### [Problem to work on]
Copy the stretch from the line containing "Where can you spot the beige floor" through the end of the entries, including both of those lines and keeping the requests, but scale every point coordinate in the answers by 0.3 and round it to a whole number, with halves rounding up. Give only those lines.

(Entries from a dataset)
━━━━━━━━━━━━━━━━

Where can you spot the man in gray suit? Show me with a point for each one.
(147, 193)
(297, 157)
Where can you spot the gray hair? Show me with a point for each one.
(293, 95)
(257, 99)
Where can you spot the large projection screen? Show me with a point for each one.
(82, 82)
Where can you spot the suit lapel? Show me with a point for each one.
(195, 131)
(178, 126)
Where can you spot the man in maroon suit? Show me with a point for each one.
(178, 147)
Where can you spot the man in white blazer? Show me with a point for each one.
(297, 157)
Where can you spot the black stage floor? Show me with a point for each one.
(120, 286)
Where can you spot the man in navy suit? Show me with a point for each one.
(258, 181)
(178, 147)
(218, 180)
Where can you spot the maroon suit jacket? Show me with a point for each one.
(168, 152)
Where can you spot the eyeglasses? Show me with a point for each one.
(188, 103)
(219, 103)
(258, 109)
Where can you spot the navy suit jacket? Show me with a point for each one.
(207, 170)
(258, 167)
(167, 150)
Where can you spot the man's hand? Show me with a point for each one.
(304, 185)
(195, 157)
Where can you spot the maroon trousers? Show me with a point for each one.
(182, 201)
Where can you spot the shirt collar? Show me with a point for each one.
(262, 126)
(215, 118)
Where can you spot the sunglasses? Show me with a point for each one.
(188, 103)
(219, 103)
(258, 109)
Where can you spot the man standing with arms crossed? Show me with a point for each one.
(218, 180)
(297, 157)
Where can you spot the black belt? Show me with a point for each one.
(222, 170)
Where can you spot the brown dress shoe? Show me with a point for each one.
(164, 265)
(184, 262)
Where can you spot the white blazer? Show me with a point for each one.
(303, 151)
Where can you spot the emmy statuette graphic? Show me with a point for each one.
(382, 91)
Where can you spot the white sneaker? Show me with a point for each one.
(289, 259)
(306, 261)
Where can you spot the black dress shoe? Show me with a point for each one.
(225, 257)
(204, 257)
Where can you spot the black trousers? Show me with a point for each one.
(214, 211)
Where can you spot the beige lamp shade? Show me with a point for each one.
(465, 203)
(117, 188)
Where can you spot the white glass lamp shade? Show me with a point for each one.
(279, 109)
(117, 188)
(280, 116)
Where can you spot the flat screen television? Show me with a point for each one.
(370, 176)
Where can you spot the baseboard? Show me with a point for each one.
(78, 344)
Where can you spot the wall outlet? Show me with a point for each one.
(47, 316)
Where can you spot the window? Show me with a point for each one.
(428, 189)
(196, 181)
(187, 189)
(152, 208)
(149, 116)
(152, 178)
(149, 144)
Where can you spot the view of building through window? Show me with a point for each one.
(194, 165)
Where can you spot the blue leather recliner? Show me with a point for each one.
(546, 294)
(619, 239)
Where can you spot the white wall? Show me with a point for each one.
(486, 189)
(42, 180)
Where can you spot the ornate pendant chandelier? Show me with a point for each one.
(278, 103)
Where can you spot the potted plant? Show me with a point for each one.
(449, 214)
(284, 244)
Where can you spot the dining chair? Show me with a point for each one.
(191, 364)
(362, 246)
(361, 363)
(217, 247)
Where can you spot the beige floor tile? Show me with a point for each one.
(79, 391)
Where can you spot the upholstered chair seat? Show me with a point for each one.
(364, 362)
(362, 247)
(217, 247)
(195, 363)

━━━━━━━━━━━━━━━━

### [In response]
Where can you spot the beige floor tile? Show me with a point for each one.
(24, 117)
Where can you spot the upholstered chair seat? Show me with a point for each one.
(109, 109)
(109, 74)
(65, 74)
(59, 109)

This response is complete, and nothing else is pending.